● **WHAT THE EXERCISE ASKS**
Exercise in exact copying. Transcribe every entry that follows, word for word.

SUPPLIED DATA Start Marker

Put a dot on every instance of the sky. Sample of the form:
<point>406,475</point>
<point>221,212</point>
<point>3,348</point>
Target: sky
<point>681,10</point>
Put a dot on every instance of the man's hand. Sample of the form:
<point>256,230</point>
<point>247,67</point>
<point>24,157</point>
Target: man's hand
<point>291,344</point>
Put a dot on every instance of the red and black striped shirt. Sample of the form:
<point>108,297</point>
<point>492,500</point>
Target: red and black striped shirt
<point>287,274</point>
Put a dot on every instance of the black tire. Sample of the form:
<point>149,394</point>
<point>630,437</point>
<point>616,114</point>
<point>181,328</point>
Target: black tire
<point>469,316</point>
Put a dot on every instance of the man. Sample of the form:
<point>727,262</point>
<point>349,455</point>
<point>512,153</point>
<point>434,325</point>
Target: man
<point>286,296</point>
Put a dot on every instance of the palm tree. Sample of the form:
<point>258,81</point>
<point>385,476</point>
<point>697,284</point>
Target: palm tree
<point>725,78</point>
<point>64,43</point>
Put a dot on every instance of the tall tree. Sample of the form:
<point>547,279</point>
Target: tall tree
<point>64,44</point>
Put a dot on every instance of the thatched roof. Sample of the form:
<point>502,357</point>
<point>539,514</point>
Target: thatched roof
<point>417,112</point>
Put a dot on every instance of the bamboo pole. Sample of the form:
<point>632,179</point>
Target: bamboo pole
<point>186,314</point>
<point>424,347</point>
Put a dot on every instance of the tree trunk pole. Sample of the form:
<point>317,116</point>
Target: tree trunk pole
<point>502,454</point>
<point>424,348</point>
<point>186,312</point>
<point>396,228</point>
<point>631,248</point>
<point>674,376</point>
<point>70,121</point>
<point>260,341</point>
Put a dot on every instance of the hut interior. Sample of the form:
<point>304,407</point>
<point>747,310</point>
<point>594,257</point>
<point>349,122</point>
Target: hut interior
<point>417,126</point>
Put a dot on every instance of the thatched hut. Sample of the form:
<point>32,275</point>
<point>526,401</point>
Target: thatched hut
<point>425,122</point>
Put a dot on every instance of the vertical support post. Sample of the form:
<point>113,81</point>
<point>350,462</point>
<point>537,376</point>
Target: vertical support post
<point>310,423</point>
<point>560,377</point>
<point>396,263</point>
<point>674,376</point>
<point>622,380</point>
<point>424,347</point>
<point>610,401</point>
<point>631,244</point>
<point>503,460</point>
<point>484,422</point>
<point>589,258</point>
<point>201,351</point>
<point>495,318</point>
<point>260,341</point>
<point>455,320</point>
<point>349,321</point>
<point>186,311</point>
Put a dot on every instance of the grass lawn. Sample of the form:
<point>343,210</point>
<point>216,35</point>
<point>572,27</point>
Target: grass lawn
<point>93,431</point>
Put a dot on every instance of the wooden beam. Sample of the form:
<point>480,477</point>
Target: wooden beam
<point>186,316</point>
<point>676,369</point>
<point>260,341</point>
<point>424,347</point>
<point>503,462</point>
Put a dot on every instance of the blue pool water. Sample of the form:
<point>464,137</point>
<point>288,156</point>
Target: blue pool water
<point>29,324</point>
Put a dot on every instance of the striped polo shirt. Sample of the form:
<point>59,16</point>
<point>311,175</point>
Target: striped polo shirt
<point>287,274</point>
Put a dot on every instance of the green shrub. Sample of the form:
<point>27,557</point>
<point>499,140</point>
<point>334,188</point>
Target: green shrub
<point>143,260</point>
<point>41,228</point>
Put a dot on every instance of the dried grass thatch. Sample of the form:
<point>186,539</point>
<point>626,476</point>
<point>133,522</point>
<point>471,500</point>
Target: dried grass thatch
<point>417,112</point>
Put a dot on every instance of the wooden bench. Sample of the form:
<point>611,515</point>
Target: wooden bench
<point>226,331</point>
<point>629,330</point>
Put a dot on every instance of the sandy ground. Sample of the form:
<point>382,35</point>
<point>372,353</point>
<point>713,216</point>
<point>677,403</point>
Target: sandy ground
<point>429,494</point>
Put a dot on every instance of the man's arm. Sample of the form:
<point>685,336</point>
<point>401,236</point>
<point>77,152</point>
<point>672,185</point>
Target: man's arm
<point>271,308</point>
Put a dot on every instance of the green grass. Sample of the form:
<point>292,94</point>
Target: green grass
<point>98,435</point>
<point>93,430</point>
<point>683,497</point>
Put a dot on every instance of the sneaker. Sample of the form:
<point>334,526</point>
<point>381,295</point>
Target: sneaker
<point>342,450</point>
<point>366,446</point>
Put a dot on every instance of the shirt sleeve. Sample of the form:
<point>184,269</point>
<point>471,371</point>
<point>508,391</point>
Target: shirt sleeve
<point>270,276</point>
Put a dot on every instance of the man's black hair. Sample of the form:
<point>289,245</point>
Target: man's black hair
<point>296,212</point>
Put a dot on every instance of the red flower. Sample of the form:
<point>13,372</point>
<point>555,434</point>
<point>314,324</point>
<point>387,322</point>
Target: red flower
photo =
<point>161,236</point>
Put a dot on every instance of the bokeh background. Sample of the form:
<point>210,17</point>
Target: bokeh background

SUPPLIED DATA End Marker

● **ANSWER FOR THE TASK**
Put a dot on every instance of the sky. Sample of the form:
<point>406,475</point>
<point>221,212</point>
<point>3,348</point>
Target: sky
<point>681,10</point>
Put a dot on every instance of the man's hand. Sample of the form:
<point>256,230</point>
<point>247,67</point>
<point>24,157</point>
Target: man's hand
<point>291,344</point>
Put a dot on every instance of the red and black striped shirt. Sample of the form:
<point>108,297</point>
<point>492,500</point>
Target: red and black striped shirt
<point>287,274</point>
Put a dot on every instance of the black tire. Sample of the form:
<point>149,394</point>
<point>630,437</point>
<point>616,114</point>
<point>181,328</point>
Target: black tire
<point>469,316</point>
Put a dot on every instance of the man. Sample of the form:
<point>727,262</point>
<point>349,455</point>
<point>512,153</point>
<point>434,325</point>
Target: man
<point>286,296</point>
Put a dot on every instance of the palm tree. Sample of the form:
<point>258,81</point>
<point>385,476</point>
<point>697,284</point>
Target: palm tree
<point>725,78</point>
<point>64,43</point>
Put a dot on every instance of the tall tree. Sample of the form:
<point>547,279</point>
Target: tall tree
<point>64,44</point>
Put a dot on every instance of the thatched roof. Sample of the form:
<point>502,357</point>
<point>539,514</point>
Target: thatched roof
<point>417,112</point>
Put a dot on every instance of the bamboo pole. Sample of the form:
<point>632,179</point>
Target: bamboo pole
<point>186,314</point>
<point>424,347</point>
Put a dot on every instance of the tree trunk pole. Sample of the form:
<point>317,116</point>
Target: tree trunk pole
<point>502,454</point>
<point>424,348</point>
<point>186,312</point>
<point>396,228</point>
<point>631,248</point>
<point>674,376</point>
<point>70,121</point>
<point>260,341</point>
Put a dot on every instance of the hut interior. Sample of the form:
<point>304,407</point>
<point>747,310</point>
<point>594,257</point>
<point>349,122</point>
Target: hut interior
<point>417,126</point>
Put a dot on every instance of the thatched hut. Sample of the form:
<point>32,275</point>
<point>526,401</point>
Target: thatched hut
<point>425,122</point>
Put a dot on every instance of the vertical support post. Sample of the form:
<point>113,81</point>
<point>350,462</point>
<point>537,376</point>
Target: vertical support post
<point>310,423</point>
<point>560,377</point>
<point>396,263</point>
<point>674,376</point>
<point>622,380</point>
<point>424,347</point>
<point>610,401</point>
<point>631,244</point>
<point>503,460</point>
<point>484,422</point>
<point>589,258</point>
<point>201,351</point>
<point>495,318</point>
<point>260,341</point>
<point>455,320</point>
<point>349,321</point>
<point>186,311</point>
Put a dot on every instance of the grass lawn. Sample of the form:
<point>343,210</point>
<point>216,35</point>
<point>572,27</point>
Target: grass lawn
<point>93,431</point>
Put a dot on every instance of the wooden beam. Sample of the form:
<point>480,477</point>
Target: wooden beam
<point>186,316</point>
<point>676,369</point>
<point>260,341</point>
<point>424,347</point>
<point>503,462</point>
Put a dot on every instance of the blue pool water. Sample of the form:
<point>464,137</point>
<point>288,156</point>
Target: blue pool water
<point>29,324</point>
Put a dot on every instance of the striped polo shirt. Sample of the form:
<point>59,16</point>
<point>311,175</point>
Target: striped polo shirt
<point>287,274</point>
Put a dot on every instance of the green shrub. Sample of the form:
<point>27,557</point>
<point>499,140</point>
<point>334,188</point>
Target: green shrub
<point>143,260</point>
<point>41,228</point>
Put a dot on every instance of the dried grass thatch. Sample of the form:
<point>186,539</point>
<point>626,476</point>
<point>133,522</point>
<point>471,500</point>
Target: dried grass thatch
<point>417,112</point>
Put a dot on every instance of the wooden bench. Sample of the form:
<point>611,515</point>
Target: wooden bench
<point>226,331</point>
<point>629,330</point>
Put a dot on every instance of the sandy ground. Sample of the form:
<point>382,35</point>
<point>372,353</point>
<point>713,216</point>
<point>677,403</point>
Target: sandy ground
<point>429,494</point>
Put a dot on every instance of the man's arm. Sample of the form:
<point>685,336</point>
<point>401,236</point>
<point>77,152</point>
<point>672,185</point>
Target: man's arm
<point>271,308</point>
Put a dot on every instance of the green grass. Sample of the form:
<point>292,94</point>
Target: green grass
<point>98,435</point>
<point>93,430</point>
<point>683,497</point>
Put a dot on every instance of the sneaker. Sample of the form:
<point>334,526</point>
<point>381,295</point>
Target: sneaker
<point>342,450</point>
<point>366,446</point>
Put a dot on every instance of the shirt sleeve. Sample of the form:
<point>184,269</point>
<point>471,371</point>
<point>508,391</point>
Target: shirt sleeve
<point>270,276</point>
Put a dot on every instance of the man's black hair. Sample of the form:
<point>289,245</point>
Target: man's black hair
<point>296,212</point>
Put a dot on every instance of the red flower. Sample of the form:
<point>13,372</point>
<point>555,434</point>
<point>314,324</point>
<point>387,322</point>
Target: red flower
photo =
<point>161,236</point>
Put a dot on every instance of the bokeh background. Sample of the form:
<point>210,17</point>
Target: bokeh background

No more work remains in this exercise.